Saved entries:
● ● ●

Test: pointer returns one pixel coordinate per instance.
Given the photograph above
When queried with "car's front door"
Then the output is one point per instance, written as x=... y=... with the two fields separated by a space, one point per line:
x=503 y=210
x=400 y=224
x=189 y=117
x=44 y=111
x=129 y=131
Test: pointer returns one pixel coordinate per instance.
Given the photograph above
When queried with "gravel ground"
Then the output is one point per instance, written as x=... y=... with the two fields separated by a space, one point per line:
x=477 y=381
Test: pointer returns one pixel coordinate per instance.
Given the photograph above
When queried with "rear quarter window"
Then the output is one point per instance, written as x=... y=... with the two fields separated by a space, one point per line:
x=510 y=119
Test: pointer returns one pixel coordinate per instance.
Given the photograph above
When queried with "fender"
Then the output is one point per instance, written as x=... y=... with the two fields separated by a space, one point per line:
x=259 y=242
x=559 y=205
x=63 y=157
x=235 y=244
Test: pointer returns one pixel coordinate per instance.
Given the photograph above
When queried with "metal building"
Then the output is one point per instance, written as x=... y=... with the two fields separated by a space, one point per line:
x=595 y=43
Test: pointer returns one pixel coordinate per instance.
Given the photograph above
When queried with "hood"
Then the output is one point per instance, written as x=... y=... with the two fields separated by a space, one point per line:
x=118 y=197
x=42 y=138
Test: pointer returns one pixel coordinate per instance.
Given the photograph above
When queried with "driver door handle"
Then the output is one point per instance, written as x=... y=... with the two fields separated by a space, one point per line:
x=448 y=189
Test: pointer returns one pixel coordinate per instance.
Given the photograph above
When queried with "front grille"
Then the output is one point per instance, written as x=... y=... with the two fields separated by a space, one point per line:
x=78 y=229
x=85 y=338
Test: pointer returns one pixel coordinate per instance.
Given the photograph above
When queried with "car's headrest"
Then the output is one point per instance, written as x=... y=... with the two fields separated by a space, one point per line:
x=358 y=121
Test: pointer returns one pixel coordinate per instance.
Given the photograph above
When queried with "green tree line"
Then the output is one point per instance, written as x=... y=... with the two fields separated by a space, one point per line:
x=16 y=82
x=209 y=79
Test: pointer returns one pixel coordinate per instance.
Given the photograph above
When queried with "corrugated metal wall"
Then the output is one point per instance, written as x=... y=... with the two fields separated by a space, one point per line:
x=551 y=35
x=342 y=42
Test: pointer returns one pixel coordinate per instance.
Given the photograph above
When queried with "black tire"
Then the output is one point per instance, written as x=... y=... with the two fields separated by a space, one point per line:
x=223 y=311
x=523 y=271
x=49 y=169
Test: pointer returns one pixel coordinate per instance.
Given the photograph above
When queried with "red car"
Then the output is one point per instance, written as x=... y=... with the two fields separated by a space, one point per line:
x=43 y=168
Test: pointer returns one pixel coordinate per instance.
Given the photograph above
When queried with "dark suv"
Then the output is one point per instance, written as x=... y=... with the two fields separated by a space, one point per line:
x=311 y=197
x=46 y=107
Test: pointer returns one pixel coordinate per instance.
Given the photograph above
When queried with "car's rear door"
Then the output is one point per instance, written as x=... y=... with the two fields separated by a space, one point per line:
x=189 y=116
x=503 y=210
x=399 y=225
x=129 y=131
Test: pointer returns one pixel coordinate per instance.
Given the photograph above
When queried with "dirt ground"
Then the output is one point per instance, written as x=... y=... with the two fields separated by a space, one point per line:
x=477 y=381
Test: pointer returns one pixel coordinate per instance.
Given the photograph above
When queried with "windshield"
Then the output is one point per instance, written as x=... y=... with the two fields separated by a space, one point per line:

● ● ●

REQUIREMENT. In this exercise, you retype all of the data exactly as it appears above.

RESPONSE.
Test: pointer returns one pixel coordinate per instance.
Given the photograph above
When queried with "car's front door"
Then the output is one point per instance, written as x=... y=... with the two fields separated by a space, one point per line:
x=503 y=210
x=400 y=224
x=189 y=117
x=44 y=111
x=129 y=131
Test: pointer returns one pixel coordinate per instance.
Given the photograph above
When queried with "gravel ground"
Then the output is one point per instance, written as x=... y=... with the two fields separated by a space, one point per line:
x=477 y=381
Test: pointer returns one pixel coordinate per instance.
Given the photograph above
When queried with "rear quarter window"
Then the output is one point per instance, written as x=... y=... with the two fields separated by a space, one point per line:
x=510 y=119
Test: pointer returns one pixel coordinate per instance.
Given the photograph above
When queried with "fender"
Then the output is one point per instance, written as x=... y=... with the two fields separated by a space, one point per line:
x=259 y=242
x=559 y=205
x=63 y=157
x=235 y=244
Test: pointer returns one pixel coordinate per instance.
Given the photograph above
When queried with "metal building"
Then the output is one point per instance, written as x=... y=... with the two fields separated by a space, one point per line:
x=595 y=43
Test: pointer returns one pixel coordinate per instance.
Given the photograph above
When queried with "hood"
Then the output is one point per instance, written as x=... y=... with the two fields separated by a space, one point per line:
x=118 y=197
x=42 y=138
Test: pointer returns one pixel coordinate per instance.
Given the photograph above
When queried with "driver door handle"
Then the output is one point per instance, written as x=... y=... with the two fields separated by a space, one point per line:
x=448 y=189
Test: pointer returns one pixel coordinate per instance.
Given the photograph above
When queried with "front grille"
Then the output is one point per instance, written as x=... y=... with the two fields separated by a space, one point per line:
x=78 y=229
x=85 y=338
Test: pointer returns one pixel coordinate per instance.
Given the photograph above
When queried with "car's headrest"
Then the output is one point per instance, written as x=... y=... with the two fields separated by a space, one point per line:
x=358 y=121
Test: pointer returns one pixel coordinate per instance.
Given the photograph above
When queried with "green tree line"
Then the output is one point per instance, written as x=... y=... with the two fields separated by a space, one point per line:
x=16 y=82
x=209 y=79
Test: pointer returns one pixel coordinate per instance.
Given the photograph above
When queried with "corrugated metal wall"
Then the output is one point per instance, written as x=... y=... with the two fields separated by a space, one point per line:
x=551 y=35
x=342 y=42
Test: pointer returns one pixel coordinate per instance.
Given the photograph above
When queried with "black tire"
Then the output is one point per instance, written as x=... y=... with the two fields separated by a space, one point per line:
x=223 y=311
x=523 y=271
x=49 y=169
Test: pointer returns one pixel coordinate per instance.
Given the photograph above
When queried with "red car"
Then the output is one point per instance, written as x=... y=... with the two fields separated by a space, one point per line:
x=43 y=168
Test: pointer returns one pixel coordinate per instance.
Given the photograph above
When queried with "dark suv"
Then the output is one point per instance, written as x=... y=... with the two fields separated by a space, one point per line:
x=311 y=197
x=46 y=107
Test: pointer returns one pixel coordinate per instance.
Given the photograph above
When queried with "car's rear door"
Then the output is one point per instance, written as x=... y=... with the two fields separated by a space, one point per line:
x=189 y=116
x=503 y=210
x=399 y=225
x=129 y=131
Test: pointer returns one pixel coordinate per instance.
Given the photograph above
When queried with "dirt ground"
Then the output is one point per instance, written as x=... y=... with the two fields separated by a space, one point per line:
x=477 y=381
Test: pointer returns one pixel coordinate per instance.
Given the photograph above
When queried with "windshield"
Then the output is one point per instance, written as x=... y=... with the two fields separated by a space, one point per line:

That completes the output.